-- Begin --

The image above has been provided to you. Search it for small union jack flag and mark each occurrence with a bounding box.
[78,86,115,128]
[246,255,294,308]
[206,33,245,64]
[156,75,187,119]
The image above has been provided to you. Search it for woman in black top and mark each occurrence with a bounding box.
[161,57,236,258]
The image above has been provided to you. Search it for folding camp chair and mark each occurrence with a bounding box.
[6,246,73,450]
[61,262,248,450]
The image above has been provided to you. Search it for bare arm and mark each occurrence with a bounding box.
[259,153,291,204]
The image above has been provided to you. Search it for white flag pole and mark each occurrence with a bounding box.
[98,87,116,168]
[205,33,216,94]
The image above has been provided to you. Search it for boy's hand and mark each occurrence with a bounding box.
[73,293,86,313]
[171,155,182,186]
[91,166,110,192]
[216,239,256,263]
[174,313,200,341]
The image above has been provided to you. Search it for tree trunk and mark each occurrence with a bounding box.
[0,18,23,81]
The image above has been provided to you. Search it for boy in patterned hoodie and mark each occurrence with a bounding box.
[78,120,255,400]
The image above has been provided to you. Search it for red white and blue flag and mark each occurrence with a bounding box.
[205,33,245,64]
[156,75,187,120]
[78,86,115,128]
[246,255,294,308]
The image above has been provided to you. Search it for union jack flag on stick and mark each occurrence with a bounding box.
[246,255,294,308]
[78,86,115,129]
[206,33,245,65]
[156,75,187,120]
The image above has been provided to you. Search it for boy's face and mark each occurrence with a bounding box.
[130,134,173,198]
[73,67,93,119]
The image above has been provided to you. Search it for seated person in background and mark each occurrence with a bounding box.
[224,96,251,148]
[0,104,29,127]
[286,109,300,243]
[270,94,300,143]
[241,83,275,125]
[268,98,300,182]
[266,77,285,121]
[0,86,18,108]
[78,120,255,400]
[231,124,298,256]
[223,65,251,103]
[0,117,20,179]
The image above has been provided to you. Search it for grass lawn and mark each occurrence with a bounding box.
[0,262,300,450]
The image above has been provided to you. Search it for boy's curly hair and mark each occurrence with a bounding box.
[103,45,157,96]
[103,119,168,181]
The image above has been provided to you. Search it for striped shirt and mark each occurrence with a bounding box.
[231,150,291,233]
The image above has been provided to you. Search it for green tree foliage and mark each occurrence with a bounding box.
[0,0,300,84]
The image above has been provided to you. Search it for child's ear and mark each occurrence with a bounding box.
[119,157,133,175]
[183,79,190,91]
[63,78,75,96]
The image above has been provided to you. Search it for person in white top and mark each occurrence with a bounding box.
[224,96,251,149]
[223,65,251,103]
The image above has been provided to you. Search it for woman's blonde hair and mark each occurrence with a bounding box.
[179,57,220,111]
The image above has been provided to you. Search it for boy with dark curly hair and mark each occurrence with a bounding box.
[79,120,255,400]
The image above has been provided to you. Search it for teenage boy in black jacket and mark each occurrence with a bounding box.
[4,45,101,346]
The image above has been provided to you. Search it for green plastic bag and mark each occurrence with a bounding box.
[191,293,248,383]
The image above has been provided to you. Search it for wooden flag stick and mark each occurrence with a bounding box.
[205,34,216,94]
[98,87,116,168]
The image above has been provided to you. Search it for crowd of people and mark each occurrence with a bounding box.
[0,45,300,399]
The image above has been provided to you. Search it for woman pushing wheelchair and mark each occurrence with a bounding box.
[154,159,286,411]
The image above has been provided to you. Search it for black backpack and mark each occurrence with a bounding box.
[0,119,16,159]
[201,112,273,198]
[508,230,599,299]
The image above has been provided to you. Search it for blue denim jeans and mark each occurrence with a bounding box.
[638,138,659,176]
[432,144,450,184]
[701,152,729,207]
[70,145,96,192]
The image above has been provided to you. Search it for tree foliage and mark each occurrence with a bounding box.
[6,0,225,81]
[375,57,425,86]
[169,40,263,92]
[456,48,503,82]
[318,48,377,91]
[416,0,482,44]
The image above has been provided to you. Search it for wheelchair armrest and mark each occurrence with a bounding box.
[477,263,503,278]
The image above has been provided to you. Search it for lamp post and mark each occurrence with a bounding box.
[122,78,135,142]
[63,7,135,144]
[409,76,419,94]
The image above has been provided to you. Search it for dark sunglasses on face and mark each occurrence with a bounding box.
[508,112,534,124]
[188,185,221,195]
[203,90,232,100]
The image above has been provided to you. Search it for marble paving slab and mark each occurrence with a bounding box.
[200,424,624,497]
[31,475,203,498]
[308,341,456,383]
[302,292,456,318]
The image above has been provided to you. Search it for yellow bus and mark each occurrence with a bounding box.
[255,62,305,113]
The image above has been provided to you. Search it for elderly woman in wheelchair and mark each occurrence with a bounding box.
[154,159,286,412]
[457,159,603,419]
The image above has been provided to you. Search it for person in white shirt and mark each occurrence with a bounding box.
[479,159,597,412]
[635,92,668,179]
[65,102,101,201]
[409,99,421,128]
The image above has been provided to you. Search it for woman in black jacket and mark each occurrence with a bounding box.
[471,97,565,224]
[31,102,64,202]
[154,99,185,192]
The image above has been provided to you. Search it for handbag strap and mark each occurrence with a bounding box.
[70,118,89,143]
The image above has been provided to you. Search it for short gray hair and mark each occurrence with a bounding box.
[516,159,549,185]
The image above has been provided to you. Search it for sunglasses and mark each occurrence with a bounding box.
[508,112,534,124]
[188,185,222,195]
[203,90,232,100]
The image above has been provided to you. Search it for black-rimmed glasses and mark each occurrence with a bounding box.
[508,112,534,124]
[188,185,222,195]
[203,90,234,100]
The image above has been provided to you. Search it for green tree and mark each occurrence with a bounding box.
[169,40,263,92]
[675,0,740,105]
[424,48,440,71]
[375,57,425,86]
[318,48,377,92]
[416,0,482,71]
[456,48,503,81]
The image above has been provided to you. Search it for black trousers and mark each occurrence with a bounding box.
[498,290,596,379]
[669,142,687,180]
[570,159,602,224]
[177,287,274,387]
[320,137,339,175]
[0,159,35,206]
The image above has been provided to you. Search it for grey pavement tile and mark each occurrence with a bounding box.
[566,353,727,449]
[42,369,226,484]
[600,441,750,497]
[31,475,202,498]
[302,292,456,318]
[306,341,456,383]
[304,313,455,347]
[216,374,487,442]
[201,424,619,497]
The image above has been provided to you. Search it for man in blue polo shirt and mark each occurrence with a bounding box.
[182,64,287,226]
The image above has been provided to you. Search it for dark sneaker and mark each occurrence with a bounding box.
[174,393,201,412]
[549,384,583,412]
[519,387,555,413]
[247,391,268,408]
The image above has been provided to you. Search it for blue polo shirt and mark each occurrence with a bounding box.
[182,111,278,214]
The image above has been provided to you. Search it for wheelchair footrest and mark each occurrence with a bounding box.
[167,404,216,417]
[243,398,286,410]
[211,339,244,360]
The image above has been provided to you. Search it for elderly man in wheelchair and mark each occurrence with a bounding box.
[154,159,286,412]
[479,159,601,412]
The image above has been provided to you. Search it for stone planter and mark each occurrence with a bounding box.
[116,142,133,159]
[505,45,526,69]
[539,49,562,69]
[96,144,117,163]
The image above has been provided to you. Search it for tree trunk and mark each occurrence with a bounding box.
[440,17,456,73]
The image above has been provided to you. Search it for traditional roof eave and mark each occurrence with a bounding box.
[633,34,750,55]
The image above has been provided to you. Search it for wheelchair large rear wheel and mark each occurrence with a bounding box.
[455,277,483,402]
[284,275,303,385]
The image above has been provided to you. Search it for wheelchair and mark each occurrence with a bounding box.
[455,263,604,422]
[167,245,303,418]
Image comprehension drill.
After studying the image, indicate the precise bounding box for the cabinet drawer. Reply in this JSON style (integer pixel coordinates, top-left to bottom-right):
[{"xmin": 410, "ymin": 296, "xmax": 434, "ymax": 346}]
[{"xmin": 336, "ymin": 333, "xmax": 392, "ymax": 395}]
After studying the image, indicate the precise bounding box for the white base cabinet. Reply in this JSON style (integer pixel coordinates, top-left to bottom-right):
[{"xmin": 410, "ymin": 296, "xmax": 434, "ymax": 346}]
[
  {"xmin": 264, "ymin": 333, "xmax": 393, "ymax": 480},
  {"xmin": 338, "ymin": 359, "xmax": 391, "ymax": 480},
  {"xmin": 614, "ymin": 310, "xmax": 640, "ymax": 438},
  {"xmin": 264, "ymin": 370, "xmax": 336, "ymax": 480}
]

-- End --

Work to be completed:
Recast the stretch of lines from the one containing "in black top" through the one containing "[205,33,216,94]" as a two-column CSV with the headers input and output. Give each row a search line and the lines answering it, each in one quoted field, with line breaks replaced by spaces.

Right answer:
input,output
"The image above has been provided to you. Search it for woman in black top and mark each occurrence with a bounding box.","[161,57,236,258]"
"The image above has been provided to you. Search it for folding camp chair and mark each occurrence with a bounding box.","[6,246,73,450] [61,262,248,450]"
"The image above has been provided to you. Search it for bare arm and mark each occurrence with a bounding box.","[259,153,291,204]"
"The image above has been provided to you. Search it for white flag pole and mark each occurrence with a bounding box.","[98,87,116,168] [205,33,216,94]"